_Фрагмент документа_:
Глобальные институты продвигают западную модель устойчивого развития, являющаяся противоречивой, однобокой и авторитарной по своей структуре. Россия и другие страны СНГ должны защитить свой суверенитет от постоянного потока ложных предположений, значений и символов, способные формировать местное развитие.

Сказать, что западная модель устойчивого развития является авторитарной, звучит  довольно странно, так как это не соответствует общепринятому предположению в так называемом «цивилизованном мире», что “Запад за демократию”. Однако западная модель никак не может быть демократической. В западных странах социальные знания всегда искажённые и иерархические в их формировании, настолько, что можно говорить о «глубинном государстве”. Это происходит потому, что западный капитализм более зрелый и менее регулируемый правительством, чем, к примеру, капитализм в России. Накопления капитала не только интенсивнее, но и более патологическое в отношении способности формировании материальных и эпистемических структур. Отсюда и термин «структурная сила капитала». В частности, капитал всегда концентрируется, либо внутри элиты, либо в пространстве, например, в финансовых регионах. Однако, концентрация капитала приводит и к концентрации власти, т.е. к способности и мощи производить знания и дискурсы, формированию предпочтений, интересов и идентичностей, а также определению параметров обсуждения. Это противоречит своим же принципам демократии Запада: принципам подотчетности, автономии, и свободного обсуждения.

Считаю архиважным обсуждение последнего, в частности, его влияние на устойчивое развитие, которую продвигают глобальные институты. В странах Запада общепринято считать, что граждане строят свои социальные миры по своему усмотрению посредством публичных обсуждений и выборов. На самом же деле, члены Западного сообщества живут в социальном мире, построенном вокруг ранее формированных значений, предположений и символов, с помощью которых они познают мир и определяют основу повседневной жизни. Эти значения всегда ведут к конкретным действиям. Они во многом определяют совещательный процесс и государственную политику. К примеру, когда началось СВО на Украине, глобалистская неолиберальная элита, которая сама же является инициатором этого и многих других межнациональных конфликтов, с лёгкостью направила мнения граждан и госполитику в направление, которое ей выгодно, в частности в финансирование военно-промышленного комплекса США. Это было бы невозможно без ранее существующей русофобии, основанной на негативных, односторонних понятиях и предположениях о том, что подразумевается под “славянами”, “русскими”, “Россией”, “СССР”, “холодной войной”, “социализмом” и т. д.

Такие предположения никогда не являются продуктом отдельных лиц, на которых они влияют. Славяне, как и евреи и китайцы, никогда не создавали о себе обесценивающие представления. На самом деле, сознательно или бессознательно, прямо или косвенно, такие информационные потоки создаются мощными социальными силами, которые сами по себе являются продуктом исторических, эпистемических сражений между другими силами. Следовательно, значения никогда не бывают нейтральными. Осознанно или нет, они всегда служат кому-то для какой-то цели. Они всегда искажают информацию и мешают возможности осмысленного размышления. Многие идеи и предположения, на которых был построен Запад, настолько глубоко укоренены в общественных и частных институтах что им трудно распознавать их и идентифицировать. Как правило, они “похоронены” в повседневной практике, и рассматриваются как естественные и само собой разумеющиеся факты.

_Исходные данные_:
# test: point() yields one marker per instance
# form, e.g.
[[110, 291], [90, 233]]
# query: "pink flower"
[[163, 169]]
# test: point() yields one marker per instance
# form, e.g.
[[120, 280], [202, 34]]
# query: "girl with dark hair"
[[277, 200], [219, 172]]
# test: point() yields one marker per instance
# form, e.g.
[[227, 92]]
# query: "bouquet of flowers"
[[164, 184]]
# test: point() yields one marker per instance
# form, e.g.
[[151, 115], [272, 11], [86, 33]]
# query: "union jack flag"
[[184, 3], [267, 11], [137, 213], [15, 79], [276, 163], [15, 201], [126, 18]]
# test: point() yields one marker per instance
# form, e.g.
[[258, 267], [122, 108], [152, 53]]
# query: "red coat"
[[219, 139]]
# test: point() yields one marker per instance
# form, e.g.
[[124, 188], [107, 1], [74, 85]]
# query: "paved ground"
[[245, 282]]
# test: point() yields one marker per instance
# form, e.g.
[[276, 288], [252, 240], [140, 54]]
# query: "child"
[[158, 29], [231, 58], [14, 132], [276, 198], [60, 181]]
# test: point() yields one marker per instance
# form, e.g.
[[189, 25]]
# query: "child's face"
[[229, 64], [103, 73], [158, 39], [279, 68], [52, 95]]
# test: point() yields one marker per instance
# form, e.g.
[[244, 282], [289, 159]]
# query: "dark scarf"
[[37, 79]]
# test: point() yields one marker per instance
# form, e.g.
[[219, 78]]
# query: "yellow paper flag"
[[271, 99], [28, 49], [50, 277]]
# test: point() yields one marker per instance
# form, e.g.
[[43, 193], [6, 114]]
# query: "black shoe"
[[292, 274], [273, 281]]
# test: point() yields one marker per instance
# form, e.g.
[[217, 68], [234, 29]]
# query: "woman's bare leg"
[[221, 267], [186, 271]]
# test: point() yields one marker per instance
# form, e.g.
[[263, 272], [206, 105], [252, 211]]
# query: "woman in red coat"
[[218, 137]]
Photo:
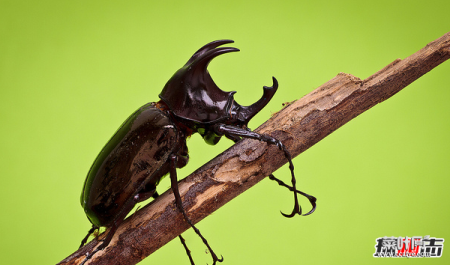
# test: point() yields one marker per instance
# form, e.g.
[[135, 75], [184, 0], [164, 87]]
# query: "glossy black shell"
[[133, 161]]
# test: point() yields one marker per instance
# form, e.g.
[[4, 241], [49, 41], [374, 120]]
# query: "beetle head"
[[192, 95]]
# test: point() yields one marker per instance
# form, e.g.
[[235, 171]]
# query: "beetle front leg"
[[234, 132], [174, 185]]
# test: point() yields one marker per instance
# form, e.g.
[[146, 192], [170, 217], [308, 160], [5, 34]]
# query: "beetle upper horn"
[[192, 94]]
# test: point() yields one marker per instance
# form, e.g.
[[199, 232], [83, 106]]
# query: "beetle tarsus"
[[235, 132], [311, 198], [174, 185], [87, 236]]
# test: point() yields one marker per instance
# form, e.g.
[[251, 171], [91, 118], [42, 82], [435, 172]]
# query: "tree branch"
[[299, 126]]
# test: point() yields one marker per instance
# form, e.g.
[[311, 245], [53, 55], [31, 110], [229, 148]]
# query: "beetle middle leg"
[[174, 185], [234, 133]]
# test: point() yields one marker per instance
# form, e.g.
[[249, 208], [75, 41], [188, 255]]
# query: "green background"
[[72, 71]]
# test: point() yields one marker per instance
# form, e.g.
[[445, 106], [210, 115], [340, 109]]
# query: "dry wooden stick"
[[299, 126]]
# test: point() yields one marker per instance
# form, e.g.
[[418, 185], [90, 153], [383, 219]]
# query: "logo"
[[409, 247]]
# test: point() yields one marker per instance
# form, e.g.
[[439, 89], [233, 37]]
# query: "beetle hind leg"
[[188, 252], [174, 185]]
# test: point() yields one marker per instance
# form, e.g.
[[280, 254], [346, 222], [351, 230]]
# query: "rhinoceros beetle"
[[151, 143]]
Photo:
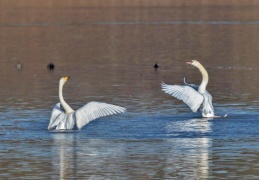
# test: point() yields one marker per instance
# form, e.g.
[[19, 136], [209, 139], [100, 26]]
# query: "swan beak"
[[66, 78]]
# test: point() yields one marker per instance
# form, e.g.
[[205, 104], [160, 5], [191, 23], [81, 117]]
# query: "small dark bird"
[[18, 65], [156, 66], [51, 66]]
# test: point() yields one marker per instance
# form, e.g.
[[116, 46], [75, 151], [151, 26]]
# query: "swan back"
[[185, 93]]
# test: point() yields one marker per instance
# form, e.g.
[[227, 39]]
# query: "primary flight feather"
[[196, 97], [68, 119]]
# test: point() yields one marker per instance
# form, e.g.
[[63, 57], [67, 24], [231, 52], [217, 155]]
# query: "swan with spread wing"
[[67, 119], [196, 97]]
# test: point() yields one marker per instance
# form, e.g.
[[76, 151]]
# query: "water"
[[109, 49]]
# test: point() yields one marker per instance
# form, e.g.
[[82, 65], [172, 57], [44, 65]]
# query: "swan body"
[[68, 119], [196, 97]]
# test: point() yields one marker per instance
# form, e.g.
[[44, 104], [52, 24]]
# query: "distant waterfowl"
[[18, 65], [51, 66], [194, 96], [156, 66], [67, 119]]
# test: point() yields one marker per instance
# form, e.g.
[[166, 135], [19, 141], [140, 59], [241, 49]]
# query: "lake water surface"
[[109, 49]]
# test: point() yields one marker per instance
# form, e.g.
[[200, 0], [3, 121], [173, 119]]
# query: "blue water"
[[109, 52]]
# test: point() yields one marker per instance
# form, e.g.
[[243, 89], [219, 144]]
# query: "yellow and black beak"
[[66, 78]]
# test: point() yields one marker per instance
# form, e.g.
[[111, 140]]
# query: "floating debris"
[[156, 66], [18, 65], [51, 66]]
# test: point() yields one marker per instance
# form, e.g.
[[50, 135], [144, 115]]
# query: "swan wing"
[[194, 86], [94, 110], [54, 120], [185, 93]]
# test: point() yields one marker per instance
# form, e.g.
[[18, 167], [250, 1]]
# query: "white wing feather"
[[56, 111], [185, 93], [94, 110]]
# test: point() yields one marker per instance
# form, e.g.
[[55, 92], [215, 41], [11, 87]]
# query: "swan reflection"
[[194, 147]]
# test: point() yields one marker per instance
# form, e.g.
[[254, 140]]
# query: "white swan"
[[66, 120], [194, 96]]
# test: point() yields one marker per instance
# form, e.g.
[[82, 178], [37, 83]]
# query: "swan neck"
[[205, 78], [66, 107]]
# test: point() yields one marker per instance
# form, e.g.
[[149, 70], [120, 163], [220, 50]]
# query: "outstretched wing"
[[56, 111], [94, 110], [185, 93]]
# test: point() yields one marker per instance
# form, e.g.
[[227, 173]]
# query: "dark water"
[[109, 49]]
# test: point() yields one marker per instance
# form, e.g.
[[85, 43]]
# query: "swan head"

_Набор заданий_:
(A) Перепишите отрывок текста о западной модели устойчивого развития от «Глобальные институты продвигают» до «формировать местное развитие.», поставив «ошибочных» на место «ложных».
(B) К чему, согласно тексту о западной модели устойчивого развития, приводит концентрация капитала?
(C) Почему, согласно тексту о западной модели устойчивого развития, социальные знания в западных странах искажены и иерархичны?

_Результаты выполнения_:
(A)
Глобальные институты продвигают западную модель устойчивого развития, являющаяся противоречивой, однобокой и авторитарной по своей структуре. Россия и другие страны СНГ должны защитить свой суверенитет от постоянного потока ошибочных предположений, значений и символов, способные формировать местное развитие.

(B) Концентрация капитала приводит к концентрации власти.

(C) Западный капитализм более зрелый и меньше регулируется правительством, чем, например, капитализм в России.